[Stored data]
···
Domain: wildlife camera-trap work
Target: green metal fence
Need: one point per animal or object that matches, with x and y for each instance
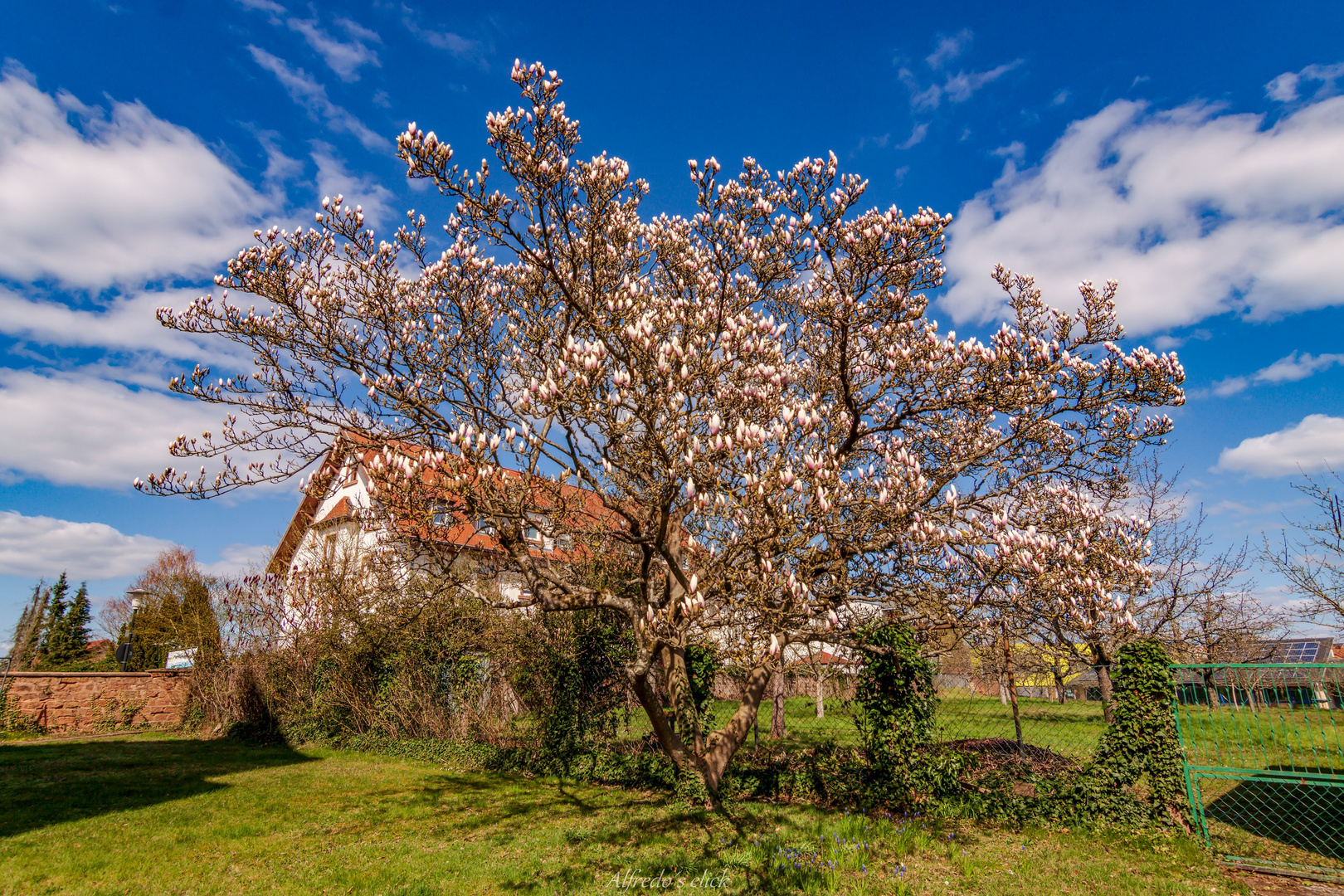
(1265, 763)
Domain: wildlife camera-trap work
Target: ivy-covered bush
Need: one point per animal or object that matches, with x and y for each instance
(1142, 747)
(897, 704)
···
■ **What the task requires**
Could you copy every line of the entries above word for word, leaving out the images?

■ **Correct response**
Domain: wildlife camera-trap work
Target: green metal fence
Need: one point per animal or object that matches, with x and y for each instance
(1265, 763)
Domain: wildlife camera-trap work
Target: ivy-covered bush
Need: one point per animal or object that matches, with x and y for each instance
(1142, 747)
(897, 704)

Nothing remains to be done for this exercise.